**Passage provided:**
────

German Airship Trickery – Union Jack Painted On Their Aeroplanes – Prussians Fear Of The British Bayonet – Evidence Of German Barbarities 

“We could hear the Jack Johnsons coming through the air miles away with a buz-z-z-z and at last striking the ground with a terrific noise, such as we had never heard before.” 

Calmly and modestly, Pte H Felce, of the Northants, who spent a few days this week with relatives in Rushden, related to a “Rushden Echo” representative some of the sights he has witnessed and the deeds he has performed. He has a charming personality, and his natural reserve in speaking of his own part in the fighting led one to think that he had performed more noteworthy acts than he would talk of. He has been rather badly wounded in the hand, and, at the same time that he received it, a bullet went through his thigh. 

“So worn out were we with continually fighting, exposed in trenches, that we slept, after dark, by turns a few minutes at a time. You might feel absolutely dead beat and would look round and find that a fair number of your pals were keeping up the firing. ‘Here’s a chance for a few moments,’ you would say to yourself, and would roll down among the dead and dying to snatch a few winks, with bullets whistling around. In spite of the rifle fire you could always doze a little. Then, just to let us know they were still alive the Germans would send over a ‘Jack Johnson’. That would make you leap up out of your sleep and start sniping at the enemy. 

In daytime we were continually menaced by aeroplanes. One of the latest dodges of the Germans is to paint the Union Jack on the underside of the wings, thinking to deceive us. But we have orders to fire on every such aeroplane. I have seen one being fired on by over 300 men, trying to fetch it down, but without success. I also saw a British aviator chasing a German aeroplane. It was an exciting thing to watch. How the pair got on I could not say.

────

**Records shown:**
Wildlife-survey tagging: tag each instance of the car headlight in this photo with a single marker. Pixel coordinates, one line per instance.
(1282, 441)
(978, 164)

────

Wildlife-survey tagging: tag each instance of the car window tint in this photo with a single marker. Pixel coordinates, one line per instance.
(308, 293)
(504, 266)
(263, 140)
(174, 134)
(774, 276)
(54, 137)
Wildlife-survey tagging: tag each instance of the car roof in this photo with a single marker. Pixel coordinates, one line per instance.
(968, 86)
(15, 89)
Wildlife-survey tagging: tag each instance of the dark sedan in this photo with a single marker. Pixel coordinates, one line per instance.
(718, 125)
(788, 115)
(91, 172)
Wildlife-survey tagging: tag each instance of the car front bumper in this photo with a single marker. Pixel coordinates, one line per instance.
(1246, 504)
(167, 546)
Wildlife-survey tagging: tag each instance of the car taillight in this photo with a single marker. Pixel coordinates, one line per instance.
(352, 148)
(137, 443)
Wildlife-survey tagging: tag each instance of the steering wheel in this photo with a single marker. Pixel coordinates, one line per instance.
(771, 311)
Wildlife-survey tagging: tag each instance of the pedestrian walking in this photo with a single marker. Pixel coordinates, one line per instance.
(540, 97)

────

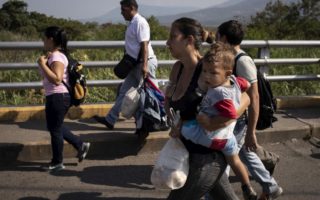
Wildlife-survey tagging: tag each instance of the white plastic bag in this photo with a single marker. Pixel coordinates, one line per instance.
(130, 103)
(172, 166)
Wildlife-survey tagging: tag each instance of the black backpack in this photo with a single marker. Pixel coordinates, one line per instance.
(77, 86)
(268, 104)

────

**Directives:**
- A) Write out the Rushden Echo article starting at "In daytime we" and ending at "could not say.", and change "Union Jack" to "British flag".
- B) Continue the Rushden Echo article about Pte H Felce from the point where it stops.

**Answer set:**
- A)
In daytime we were continually menaced by aeroplanes. One of the latest dodges of the Germans is to paint the British flag on the underside of the wings, thinking to deceive us. But we have orders to fire on every such aeroplane. I have seen one being fired on by over 300 men, trying to fetch it down, but without success. I also saw a British aviator chasing a German aeroplane. It was an exciting thing to watch. How the pair got on I could not say.

- B)
You may have heard of the rifle fire of the Germans. It ought to have been even more effective than ours, as the rifles they use do not jam while ours often do after getting wet and rusty. But their rifle firing was poor stuff. And they were never anxious to come to close quarters with the bayonet. I was never in a bayonet charge, but saw several. The first thing the Germans did on these occasions was to look for the nearest way of escape. The big chaps would trample the lesser ones under foot in a scramble to get out of the road of the oncoming British bayonet charge. 

Of course, they were not always allowed to run away; their officers – from the rear – would compel them to face the music, and will go to the extent of shooting the men with their revolvers to keep them at it!” 

When asked how he fared for eatables, Pte Felce said “Well, under the circumstances, I think we were well supplied! Once, however, our transports got blown up and four or five wagon loads of top coats got burnt up. We were without food then for a little time. 

And it is no use thinking about helping the wounded. They lie all round about you, but if your attention was diverted from the enemy for a moment, you might be the next to be killed. I have seen soldiers, several of whom I knew by sight, blown to pieces. Others have legs, arms, or head blown off, and the sight is awful, but it is possible to get used to even that!”

Asked if he knew the name of local men who were amongst those he saw killed he replied “No, I knew them only by sight.”  

He was then showed a photograph of Private Cecil Burton of Raunds, who is at the front but had not written for some time. “Oh yes, I know him, but he is all right. At least, he was when I saw him last. We were in the same trench, fighting together. We were not side by side, but I could see him quite easily as he fired at the enemy. He and I were friends when we met at the annual camp in England.” 

And when asked if he could verify the statements of German ill-treatment of Belgian women and children, he confided “Yes, I am sorry to say that I saw three girls who had been terribly ill-used – they had scarcely any clothing on them. And that was only one case of many similar ones!”

Referring once more to the German shells, Pte Felce said that a dozen men could be buried in the hole that one would make in the ground. If they fell amongst a mass of soldiers, one shell would kill scores of them. The poisonous shells did not come near him, but he had seen the effect of one.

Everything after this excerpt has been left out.